**** DATA FOR PROCESSING ****

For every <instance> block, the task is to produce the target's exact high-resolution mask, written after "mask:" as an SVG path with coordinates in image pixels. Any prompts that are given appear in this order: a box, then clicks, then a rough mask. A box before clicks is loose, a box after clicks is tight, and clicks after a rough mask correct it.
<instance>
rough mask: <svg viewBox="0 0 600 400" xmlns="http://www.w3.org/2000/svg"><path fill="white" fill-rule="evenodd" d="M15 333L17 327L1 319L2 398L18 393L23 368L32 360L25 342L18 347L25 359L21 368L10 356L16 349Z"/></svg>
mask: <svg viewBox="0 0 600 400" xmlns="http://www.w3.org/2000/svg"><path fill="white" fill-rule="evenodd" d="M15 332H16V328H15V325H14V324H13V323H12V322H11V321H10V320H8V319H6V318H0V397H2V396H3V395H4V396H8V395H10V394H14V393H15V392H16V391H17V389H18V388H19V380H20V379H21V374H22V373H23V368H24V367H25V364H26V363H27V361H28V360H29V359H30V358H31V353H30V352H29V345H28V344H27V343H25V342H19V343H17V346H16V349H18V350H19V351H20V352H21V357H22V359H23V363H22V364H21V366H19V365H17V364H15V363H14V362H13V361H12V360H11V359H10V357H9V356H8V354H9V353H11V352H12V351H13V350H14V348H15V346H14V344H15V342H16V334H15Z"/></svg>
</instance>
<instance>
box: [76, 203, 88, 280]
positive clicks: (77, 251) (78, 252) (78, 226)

****

__PROBLEM__
Reproduce the whole of the material exactly as shown.

__COMPLETED EXERCISE__
For every <instance> block, the task is to produce the target's exact high-resolution mask, written after "mask:" as an SVG path with coordinates in image pixels. Any prompts that are given appear in this order: a box, then clicks, then a rough mask. A box before clicks is loose, a box after clicks is tight, and clicks after a rough mask correct it.
<instance>
rough mask: <svg viewBox="0 0 600 400" xmlns="http://www.w3.org/2000/svg"><path fill="white" fill-rule="evenodd" d="M15 333L17 327L1 319L2 398L18 393L23 368L32 360L25 342L18 347L25 359L21 368L10 356L16 349Z"/></svg>
mask: <svg viewBox="0 0 600 400" xmlns="http://www.w3.org/2000/svg"><path fill="white" fill-rule="evenodd" d="M15 332H16V328H15V325H14V324H13V323H12V322H11V321H10V320H8V319H6V318H0V397H2V396H3V395H4V396H8V395H10V394H14V393H15V392H16V391H17V389H18V388H19V380H20V379H21V374H22V373H23V368H24V367H25V364H26V363H27V361H28V360H29V359H30V358H31V353H30V352H29V345H28V344H27V343H25V342H19V343H17V346H16V349H18V350H19V351H20V352H21V357H22V359H23V363H22V364H21V366H19V365H17V364H15V363H14V362H13V361H12V360H11V359H10V357H9V356H8V354H9V353H11V352H12V351H13V350H14V348H15V346H14V344H15V342H16V334H15Z"/></svg>
</instance>
<instance>
box: [76, 203, 88, 280]
positive clicks: (77, 251) (78, 252) (78, 226)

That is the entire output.